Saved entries
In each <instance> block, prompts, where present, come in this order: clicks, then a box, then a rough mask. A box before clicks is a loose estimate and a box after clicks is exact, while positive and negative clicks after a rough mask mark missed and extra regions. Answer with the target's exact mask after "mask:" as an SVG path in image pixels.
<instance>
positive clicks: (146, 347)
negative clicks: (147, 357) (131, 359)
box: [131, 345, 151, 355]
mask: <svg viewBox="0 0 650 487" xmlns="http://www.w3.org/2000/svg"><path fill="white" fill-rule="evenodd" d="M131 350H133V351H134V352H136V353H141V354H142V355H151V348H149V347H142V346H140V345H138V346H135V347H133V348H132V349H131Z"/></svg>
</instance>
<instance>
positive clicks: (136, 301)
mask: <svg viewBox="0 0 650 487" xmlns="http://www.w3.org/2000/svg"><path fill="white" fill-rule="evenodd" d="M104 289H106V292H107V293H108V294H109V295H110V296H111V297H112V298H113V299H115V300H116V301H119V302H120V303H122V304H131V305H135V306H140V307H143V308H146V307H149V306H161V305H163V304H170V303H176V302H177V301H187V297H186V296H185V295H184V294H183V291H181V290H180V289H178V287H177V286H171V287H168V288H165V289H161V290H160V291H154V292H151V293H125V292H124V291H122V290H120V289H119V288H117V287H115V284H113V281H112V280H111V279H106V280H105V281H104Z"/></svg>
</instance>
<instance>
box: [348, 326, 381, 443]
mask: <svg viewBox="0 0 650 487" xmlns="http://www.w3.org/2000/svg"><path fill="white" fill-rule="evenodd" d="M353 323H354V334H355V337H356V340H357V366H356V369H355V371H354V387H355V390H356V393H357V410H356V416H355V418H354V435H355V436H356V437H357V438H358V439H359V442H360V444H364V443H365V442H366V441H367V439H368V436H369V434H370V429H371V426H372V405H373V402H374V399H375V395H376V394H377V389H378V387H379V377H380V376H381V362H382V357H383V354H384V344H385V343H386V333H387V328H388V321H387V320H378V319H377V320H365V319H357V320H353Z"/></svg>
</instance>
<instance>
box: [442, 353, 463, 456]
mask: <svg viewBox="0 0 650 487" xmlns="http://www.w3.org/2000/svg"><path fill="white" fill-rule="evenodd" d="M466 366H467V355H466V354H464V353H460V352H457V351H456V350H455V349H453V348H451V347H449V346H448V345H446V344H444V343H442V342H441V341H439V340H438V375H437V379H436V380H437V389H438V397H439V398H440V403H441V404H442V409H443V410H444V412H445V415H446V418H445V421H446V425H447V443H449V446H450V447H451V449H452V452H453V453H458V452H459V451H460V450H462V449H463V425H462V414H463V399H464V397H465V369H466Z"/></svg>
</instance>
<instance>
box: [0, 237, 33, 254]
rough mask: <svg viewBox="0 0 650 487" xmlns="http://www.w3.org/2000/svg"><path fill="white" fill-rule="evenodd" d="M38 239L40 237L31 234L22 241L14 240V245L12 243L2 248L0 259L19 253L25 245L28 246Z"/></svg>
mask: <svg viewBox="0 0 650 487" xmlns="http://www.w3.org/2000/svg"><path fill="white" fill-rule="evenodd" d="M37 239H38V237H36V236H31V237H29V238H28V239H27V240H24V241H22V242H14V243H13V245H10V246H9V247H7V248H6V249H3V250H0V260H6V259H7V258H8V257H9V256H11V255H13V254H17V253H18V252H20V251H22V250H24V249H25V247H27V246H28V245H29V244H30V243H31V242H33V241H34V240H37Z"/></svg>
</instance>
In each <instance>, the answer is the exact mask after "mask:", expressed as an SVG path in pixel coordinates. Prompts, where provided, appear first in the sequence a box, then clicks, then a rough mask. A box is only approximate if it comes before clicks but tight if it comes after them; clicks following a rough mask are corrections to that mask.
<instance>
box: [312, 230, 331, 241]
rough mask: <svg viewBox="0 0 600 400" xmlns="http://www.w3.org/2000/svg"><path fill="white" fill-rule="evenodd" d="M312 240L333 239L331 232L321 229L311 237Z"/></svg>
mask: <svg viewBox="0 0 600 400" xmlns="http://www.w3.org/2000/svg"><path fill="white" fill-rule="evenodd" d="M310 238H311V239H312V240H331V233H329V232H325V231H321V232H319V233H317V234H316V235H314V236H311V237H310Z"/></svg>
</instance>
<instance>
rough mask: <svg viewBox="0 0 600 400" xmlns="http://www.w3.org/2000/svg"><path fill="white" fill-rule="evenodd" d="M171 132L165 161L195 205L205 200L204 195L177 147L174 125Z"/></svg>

Requirement: Rewrite all of the records with each "rough mask" swapped for "coarse mask", leaving everything else unchanged.

Task solution:
In each <instance> block, prompts, where present, come in this order: clicks, then a box, then a coarse mask. A box before clicks is a loose estimate and a box after clicks is exact, while positive and negative clicks after a coarse mask mark missed and extra regions. Answer with the target's exact mask after "mask:" as an SVG path in image pixels.
<instance>
positive clicks: (146, 347)
negative clicks: (147, 357) (131, 359)
box: [131, 345, 151, 355]
mask: <svg viewBox="0 0 650 487" xmlns="http://www.w3.org/2000/svg"><path fill="white" fill-rule="evenodd" d="M131 350H133V351H134V352H136V353H141V354H142V355H151V348H149V347H142V346H140V345H138V346H135V347H133V348H132V349H131Z"/></svg>
</instance>
<instance>
positive clicks: (136, 301)
mask: <svg viewBox="0 0 650 487" xmlns="http://www.w3.org/2000/svg"><path fill="white" fill-rule="evenodd" d="M104 289H106V292H107V293H108V294H109V295H110V296H111V297H112V298H113V299H115V300H116V301H119V302H120V303H122V304H131V305H135V306H140V307H143V308H146V307H149V306H161V305H163V304H170V303H176V302H177V301H187V297H186V296H185V295H184V294H183V291H181V290H180V289H178V287H177V286H171V287H168V288H165V289H161V290H160V291H154V292H151V293H125V292H124V291H122V290H120V289H119V288H117V287H115V284H113V281H112V280H111V279H106V280H105V281H104Z"/></svg>
</instance>
<instance>
box: [348, 326, 381, 443]
mask: <svg viewBox="0 0 650 487" xmlns="http://www.w3.org/2000/svg"><path fill="white" fill-rule="evenodd" d="M353 323H354V334H355V337H356V340H357V366H356V369H355V371H354V387H355V390H356V393H357V410H356V416H355V418H354V435H355V436H356V437H357V438H358V439H359V442H360V444H364V443H365V442H366V441H367V439H368V436H369V434H370V429H371V426H372V405H373V402H374V399H375V395H376V394H377V389H378V387H379V377H380V376H381V362H382V357H383V354H384V344H385V343H386V333H387V328H388V321H387V320H378V319H377V320H365V319H357V320H353Z"/></svg>
</instance>
<instance>
box: [442, 353, 463, 456]
mask: <svg viewBox="0 0 650 487" xmlns="http://www.w3.org/2000/svg"><path fill="white" fill-rule="evenodd" d="M466 366H467V355H466V354H464V353H460V352H457V351H456V350H455V349H453V348H451V347H449V346H448V345H446V344H444V343H442V342H441V341H439V340H438V375H437V379H436V380H437V389H438V397H439V398H440V403H441V404H442V409H443V410H444V412H445V415H446V418H445V421H446V425H447V443H449V446H450V447H451V449H452V452H453V453H458V452H459V451H460V450H462V449H463V425H462V414H463V399H464V397H465V369H466Z"/></svg>
</instance>
<instance>
box: [0, 237, 33, 254]
coarse mask: <svg viewBox="0 0 650 487" xmlns="http://www.w3.org/2000/svg"><path fill="white" fill-rule="evenodd" d="M38 239L40 237L31 234L22 241L14 240V245L12 243L2 248L0 259L19 253L25 245L28 246Z"/></svg>
mask: <svg viewBox="0 0 650 487" xmlns="http://www.w3.org/2000/svg"><path fill="white" fill-rule="evenodd" d="M37 239H38V237H36V236H31V237H29V238H28V239H27V240H24V241H22V242H14V243H13V245H10V246H9V247H7V248H6V249H3V250H0V260H6V259H7V258H8V257H9V256H11V255H13V254H17V253H18V252H20V251H22V250H24V249H25V247H27V246H28V245H29V244H30V243H31V242H33V241H34V240H37Z"/></svg>
</instance>
In each <instance>, the answer is the exact mask after "mask:", expressed as an SVG path in pixel coordinates. Prompts, where provided, appear first in the sequence a box, then clicks, then a coarse mask. A box is only approximate if it comes before clicks but tight if it comes after them; clicks following a coarse mask are corrections to that mask.
<instance>
box: [312, 230, 331, 241]
coarse mask: <svg viewBox="0 0 600 400" xmlns="http://www.w3.org/2000/svg"><path fill="white" fill-rule="evenodd" d="M312 240L333 239L331 232L321 229L311 237Z"/></svg>
mask: <svg viewBox="0 0 600 400" xmlns="http://www.w3.org/2000/svg"><path fill="white" fill-rule="evenodd" d="M310 238H311V239H312V240H331V233H329V232H325V231H321V232H319V233H317V234H316V235H314V236H311V237H310Z"/></svg>
</instance>
<instance>
coarse mask: <svg viewBox="0 0 600 400" xmlns="http://www.w3.org/2000/svg"><path fill="white" fill-rule="evenodd" d="M171 132L165 161L195 205L205 200L204 195L177 147L174 125Z"/></svg>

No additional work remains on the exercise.